_LESETEXT_
Das Buch umfasst 8 Kapitel, ein Glossar mit den wichtigsten im Buch verwendeten Begriffen und ein 10. Kapitel „Anregung und Dank“.

Jedem der acht thematischen Kapitel ist eine kurze Zusammenfassung der wichtigsten in diesem Kapitel behandelten Inhalte vorangestellt. Besonders relevante Inhalte werden im Text mit dem Hinweis „Wichtig“ hervorgehoben. Den Abschluss jedes Kapitels bildet eine Zusammenstellung der zitierten Literatur.

Im 1. Kapitel „Transidentität und drittes Geschlecht im rechtlichen Überblick“ klären David Scholz und Jessica Heun die in ihrem Werk verwendeten Begriffe Transidentität, Intergeschlechtlichkeit und das sogenannte dritte Geschlecht und geben einen Überblick über die aktuelle Rechtsstellung von Transidentität und dem sogenannten dritten Geschlecht.

Das 2. Kapitel „Der Weg zum richtigen Geschlecht“, verfasst von Anna Svea Fisch, Jessica Heun und David Scholz, behandelt die Zeit der Veränderung der gelebten Geschlechtsrolle, der Änderung des rechtlichen Geschlechtseintrags und des amtlichen Vornamens sowie der medizinischen Angleichungsmaßnahmen. Dabei unterscheiden die Autor:innen zwischen der sozialen, der rechtlichen und der medizinischen Transition.

_DIE EINTRÄGE_
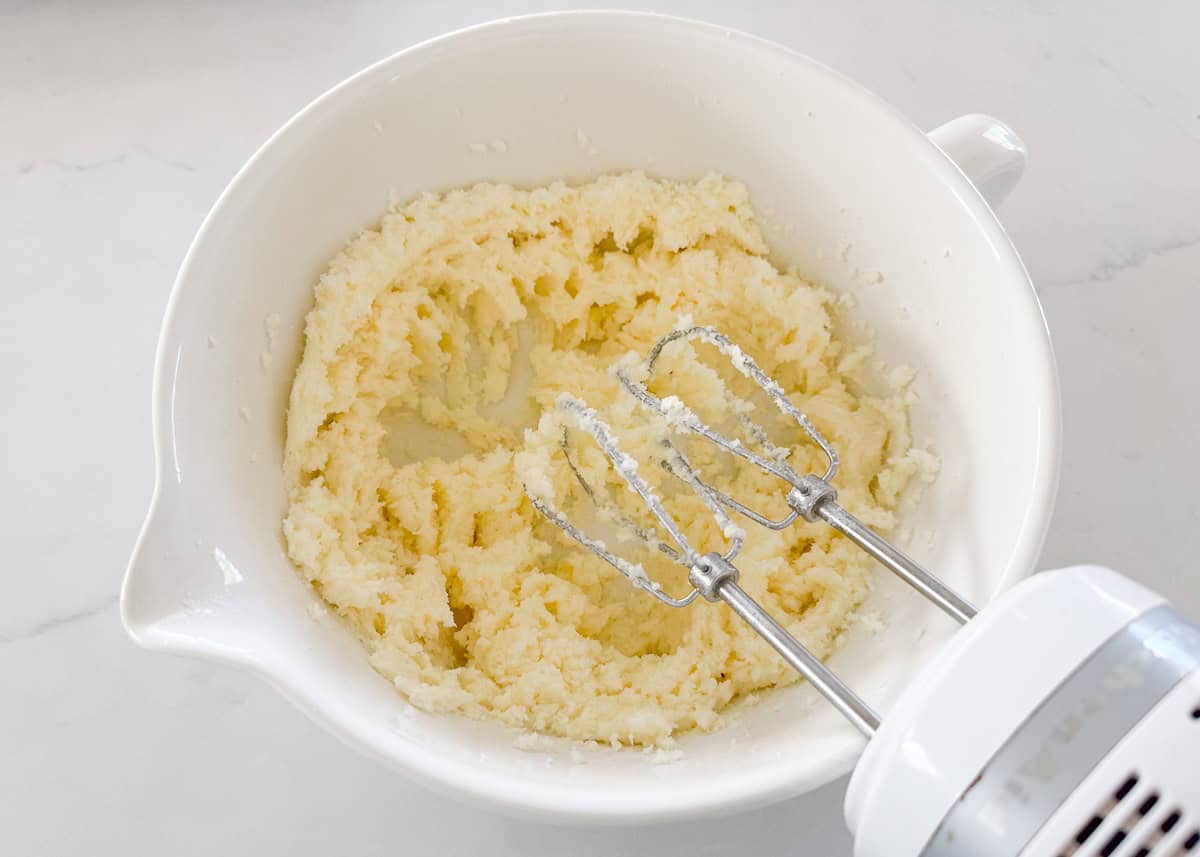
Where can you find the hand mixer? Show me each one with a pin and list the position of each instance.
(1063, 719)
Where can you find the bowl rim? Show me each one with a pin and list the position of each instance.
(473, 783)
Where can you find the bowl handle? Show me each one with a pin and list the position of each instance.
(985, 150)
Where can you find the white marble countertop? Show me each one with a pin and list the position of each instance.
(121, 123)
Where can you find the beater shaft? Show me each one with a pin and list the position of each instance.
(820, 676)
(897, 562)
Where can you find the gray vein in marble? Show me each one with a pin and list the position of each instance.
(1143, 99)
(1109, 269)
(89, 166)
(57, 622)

_DETAILS ZUR AUFGABE_
Zwischen welchen drei Formen der Transition unterscheiden die Autor:innen laut dem Lesetext über das Buch zu Transidentität im 2. Kapitel? Die Einträge haben mit dem Lesetext nichts zu tun.

_RICHTIGE ANTWORT_
Zwischen der sozialen, der rechtlichen und der medizinischen Transition.